EXERCISE BRIEF
Look through the material below, count the lines containing the word "cloud", and state only the count.

DATA
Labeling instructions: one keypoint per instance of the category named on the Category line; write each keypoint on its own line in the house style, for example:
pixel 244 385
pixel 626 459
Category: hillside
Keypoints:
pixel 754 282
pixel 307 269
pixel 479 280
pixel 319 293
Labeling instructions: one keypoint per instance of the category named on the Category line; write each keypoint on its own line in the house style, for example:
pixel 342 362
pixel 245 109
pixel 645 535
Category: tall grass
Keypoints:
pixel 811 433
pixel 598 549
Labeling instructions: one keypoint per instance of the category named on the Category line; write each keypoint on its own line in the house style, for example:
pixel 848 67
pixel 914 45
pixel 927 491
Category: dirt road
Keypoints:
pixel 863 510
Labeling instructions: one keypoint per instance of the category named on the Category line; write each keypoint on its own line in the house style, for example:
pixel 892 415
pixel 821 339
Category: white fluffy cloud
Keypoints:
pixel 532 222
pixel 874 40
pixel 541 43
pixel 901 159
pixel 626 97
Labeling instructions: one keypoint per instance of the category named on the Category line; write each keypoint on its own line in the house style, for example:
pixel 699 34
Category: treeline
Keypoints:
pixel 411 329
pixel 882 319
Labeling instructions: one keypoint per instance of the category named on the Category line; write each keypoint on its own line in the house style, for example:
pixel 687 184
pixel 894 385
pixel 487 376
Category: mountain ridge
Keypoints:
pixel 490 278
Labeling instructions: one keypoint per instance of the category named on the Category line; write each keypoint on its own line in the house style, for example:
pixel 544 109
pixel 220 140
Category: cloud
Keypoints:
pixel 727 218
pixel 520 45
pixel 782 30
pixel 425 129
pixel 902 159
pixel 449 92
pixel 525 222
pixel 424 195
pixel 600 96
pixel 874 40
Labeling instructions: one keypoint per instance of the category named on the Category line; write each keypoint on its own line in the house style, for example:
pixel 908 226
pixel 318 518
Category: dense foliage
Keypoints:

SOLUTION TO THE EXERCISE
2